§ **Record list**:
_____

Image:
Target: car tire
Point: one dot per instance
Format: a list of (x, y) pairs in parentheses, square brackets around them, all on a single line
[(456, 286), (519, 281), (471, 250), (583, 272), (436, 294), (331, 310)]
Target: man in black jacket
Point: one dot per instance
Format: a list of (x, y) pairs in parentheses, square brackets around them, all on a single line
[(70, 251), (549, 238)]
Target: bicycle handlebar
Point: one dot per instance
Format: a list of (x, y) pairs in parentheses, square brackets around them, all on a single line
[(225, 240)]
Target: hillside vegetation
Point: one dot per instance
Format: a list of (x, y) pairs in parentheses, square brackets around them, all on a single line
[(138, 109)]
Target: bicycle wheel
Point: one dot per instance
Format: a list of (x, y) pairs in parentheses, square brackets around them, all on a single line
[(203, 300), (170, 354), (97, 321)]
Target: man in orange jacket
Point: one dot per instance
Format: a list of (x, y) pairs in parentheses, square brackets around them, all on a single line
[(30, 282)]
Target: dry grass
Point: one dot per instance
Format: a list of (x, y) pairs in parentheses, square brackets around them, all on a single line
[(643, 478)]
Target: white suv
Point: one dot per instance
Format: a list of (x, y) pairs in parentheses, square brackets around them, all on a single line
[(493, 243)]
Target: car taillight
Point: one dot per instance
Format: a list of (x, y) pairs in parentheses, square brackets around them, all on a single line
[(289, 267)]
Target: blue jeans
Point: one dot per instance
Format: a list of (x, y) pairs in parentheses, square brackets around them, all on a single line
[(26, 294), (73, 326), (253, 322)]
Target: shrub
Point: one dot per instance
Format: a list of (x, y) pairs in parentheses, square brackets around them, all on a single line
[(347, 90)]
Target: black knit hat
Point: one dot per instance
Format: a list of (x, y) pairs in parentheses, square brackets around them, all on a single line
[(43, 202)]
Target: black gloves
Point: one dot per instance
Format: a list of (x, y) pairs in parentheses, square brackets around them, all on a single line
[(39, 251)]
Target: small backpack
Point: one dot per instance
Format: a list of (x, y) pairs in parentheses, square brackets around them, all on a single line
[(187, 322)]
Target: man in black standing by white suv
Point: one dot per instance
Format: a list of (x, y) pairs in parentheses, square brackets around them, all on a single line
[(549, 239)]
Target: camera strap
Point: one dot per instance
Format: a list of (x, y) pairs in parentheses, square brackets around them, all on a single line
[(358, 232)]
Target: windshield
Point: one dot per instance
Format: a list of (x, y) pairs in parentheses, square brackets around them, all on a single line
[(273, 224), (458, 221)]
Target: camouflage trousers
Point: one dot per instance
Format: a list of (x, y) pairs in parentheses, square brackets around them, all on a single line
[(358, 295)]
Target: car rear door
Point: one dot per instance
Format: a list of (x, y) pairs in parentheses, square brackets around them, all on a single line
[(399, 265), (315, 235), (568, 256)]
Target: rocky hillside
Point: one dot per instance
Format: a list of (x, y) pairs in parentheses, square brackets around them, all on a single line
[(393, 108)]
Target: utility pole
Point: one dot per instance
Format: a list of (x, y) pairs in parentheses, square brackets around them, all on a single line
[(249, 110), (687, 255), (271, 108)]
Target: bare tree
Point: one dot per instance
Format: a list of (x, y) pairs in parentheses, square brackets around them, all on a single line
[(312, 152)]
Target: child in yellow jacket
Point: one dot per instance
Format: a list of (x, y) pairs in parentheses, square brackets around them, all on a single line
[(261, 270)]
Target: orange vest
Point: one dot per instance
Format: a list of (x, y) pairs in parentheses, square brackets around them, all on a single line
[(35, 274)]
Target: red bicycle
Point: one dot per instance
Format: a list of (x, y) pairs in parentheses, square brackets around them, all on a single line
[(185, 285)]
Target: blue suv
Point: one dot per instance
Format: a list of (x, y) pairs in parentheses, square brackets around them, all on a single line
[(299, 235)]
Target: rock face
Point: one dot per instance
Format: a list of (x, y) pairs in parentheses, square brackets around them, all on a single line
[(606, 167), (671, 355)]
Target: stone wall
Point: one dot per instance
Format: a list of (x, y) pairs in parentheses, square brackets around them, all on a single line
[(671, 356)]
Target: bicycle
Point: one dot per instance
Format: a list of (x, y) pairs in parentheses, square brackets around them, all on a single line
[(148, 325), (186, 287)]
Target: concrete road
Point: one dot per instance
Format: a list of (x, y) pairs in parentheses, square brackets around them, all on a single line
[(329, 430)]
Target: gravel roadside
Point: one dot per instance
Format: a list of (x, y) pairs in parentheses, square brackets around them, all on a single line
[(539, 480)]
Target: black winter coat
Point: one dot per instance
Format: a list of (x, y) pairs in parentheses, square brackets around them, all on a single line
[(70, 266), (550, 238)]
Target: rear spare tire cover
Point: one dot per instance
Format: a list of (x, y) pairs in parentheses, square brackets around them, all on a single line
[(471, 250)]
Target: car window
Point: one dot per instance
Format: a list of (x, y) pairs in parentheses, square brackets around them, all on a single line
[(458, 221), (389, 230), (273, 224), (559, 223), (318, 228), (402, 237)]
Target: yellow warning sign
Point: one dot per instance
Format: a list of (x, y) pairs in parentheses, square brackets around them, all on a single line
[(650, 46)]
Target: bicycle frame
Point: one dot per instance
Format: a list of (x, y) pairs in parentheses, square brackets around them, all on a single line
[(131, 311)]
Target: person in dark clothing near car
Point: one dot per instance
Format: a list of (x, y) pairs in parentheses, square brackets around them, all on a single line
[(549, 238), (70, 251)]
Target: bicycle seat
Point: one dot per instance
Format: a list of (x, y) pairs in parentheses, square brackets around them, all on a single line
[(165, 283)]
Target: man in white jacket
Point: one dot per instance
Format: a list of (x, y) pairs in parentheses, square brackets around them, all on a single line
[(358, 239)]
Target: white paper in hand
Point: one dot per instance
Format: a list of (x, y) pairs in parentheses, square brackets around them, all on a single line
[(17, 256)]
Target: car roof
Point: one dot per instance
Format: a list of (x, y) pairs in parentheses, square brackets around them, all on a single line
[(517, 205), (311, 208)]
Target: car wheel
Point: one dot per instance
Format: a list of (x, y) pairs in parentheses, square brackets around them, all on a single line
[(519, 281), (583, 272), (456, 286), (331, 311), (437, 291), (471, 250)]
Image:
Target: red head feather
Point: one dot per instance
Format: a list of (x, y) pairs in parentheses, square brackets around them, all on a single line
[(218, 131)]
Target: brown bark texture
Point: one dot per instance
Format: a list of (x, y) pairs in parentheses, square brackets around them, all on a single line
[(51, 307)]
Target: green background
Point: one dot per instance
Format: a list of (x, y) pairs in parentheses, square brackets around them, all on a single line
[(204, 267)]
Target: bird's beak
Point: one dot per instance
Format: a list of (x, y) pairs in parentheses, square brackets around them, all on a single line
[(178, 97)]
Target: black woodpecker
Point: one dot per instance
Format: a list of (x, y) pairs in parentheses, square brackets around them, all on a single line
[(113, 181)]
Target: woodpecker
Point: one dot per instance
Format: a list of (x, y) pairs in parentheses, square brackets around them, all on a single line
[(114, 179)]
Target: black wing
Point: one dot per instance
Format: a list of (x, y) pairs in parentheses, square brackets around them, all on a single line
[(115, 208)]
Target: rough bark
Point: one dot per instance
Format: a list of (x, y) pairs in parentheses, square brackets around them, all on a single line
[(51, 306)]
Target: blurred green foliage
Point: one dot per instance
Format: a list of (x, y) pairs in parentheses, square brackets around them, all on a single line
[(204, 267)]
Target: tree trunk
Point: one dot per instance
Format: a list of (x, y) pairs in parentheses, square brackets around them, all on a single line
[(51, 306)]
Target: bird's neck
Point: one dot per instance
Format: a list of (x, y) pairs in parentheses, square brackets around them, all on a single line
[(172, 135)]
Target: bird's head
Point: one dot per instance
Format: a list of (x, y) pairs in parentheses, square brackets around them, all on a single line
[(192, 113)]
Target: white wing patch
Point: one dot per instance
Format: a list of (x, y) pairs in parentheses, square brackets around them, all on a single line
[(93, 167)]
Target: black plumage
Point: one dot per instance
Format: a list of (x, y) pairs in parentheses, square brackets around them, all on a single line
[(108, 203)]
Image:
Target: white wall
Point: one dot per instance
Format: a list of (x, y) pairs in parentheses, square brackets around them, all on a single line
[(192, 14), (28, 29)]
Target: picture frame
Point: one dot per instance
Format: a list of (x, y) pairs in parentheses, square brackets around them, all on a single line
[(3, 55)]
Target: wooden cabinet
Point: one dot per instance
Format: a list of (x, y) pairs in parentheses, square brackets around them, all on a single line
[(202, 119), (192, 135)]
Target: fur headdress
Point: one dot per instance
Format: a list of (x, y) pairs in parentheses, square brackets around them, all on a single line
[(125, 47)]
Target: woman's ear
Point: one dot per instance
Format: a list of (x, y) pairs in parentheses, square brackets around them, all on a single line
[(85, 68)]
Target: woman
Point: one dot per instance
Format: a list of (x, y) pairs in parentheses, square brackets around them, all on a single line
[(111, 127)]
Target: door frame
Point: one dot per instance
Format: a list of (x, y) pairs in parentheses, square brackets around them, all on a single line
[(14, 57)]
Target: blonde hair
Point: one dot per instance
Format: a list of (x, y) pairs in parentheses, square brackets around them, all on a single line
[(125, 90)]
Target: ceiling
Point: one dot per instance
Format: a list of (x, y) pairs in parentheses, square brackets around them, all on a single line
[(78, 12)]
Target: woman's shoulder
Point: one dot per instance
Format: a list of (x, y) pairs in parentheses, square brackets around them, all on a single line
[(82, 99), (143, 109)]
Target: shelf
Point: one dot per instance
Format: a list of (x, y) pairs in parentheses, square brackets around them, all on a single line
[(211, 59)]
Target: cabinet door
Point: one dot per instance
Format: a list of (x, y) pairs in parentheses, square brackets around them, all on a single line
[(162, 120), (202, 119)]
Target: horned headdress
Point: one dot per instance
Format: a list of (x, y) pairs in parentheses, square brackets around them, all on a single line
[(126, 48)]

_____

Reproduce the items verbatim, starting at their first line and ending with the line that contains "[(493, 243)]", both ends included. Output nothing else.

Image:
Target: car tire
Point: one dot per instance
Format: a list of (x, y) pairs in parentheses, square brackets around them, all on a single line
[(456, 286), (519, 281), (471, 250), (583, 272), (436, 294), (331, 310)]
Target: man in black jacket
Point: one dot per instance
Format: a list of (x, y) pairs in parentheses, square brackets around them, all on a single line
[(70, 251), (549, 238)]
Target: bicycle handlebar
Point: one dot per instance
Format: a list of (x, y) pairs in parentheses, square brackets around them, all on a single line
[(225, 240)]
Target: hillside vegetation
Point: one dot per instance
Format: a list of (x, y) pairs in parentheses, square brackets around them, all on a single line
[(138, 109)]
Target: bicycle wheel
Point: one dot per instance
Format: a list of (x, y) pairs in parentheses, square brackets around them, all on a single line
[(203, 300), (170, 354), (97, 321)]
Target: man in orange jacket
Point: one dot per instance
Format: a list of (x, y) pairs in parentheses, square brackets around them, all on a single line
[(30, 282)]
Target: dry grass
Point: one dot per instance
Format: a list of (x, y) pairs in parentheses, square brackets around them, all on a single line
[(643, 478)]
Target: white suv
Point: one dot per instance
Format: a list of (x, y) pairs in parentheses, square brackets around them, all on a single line
[(493, 243)]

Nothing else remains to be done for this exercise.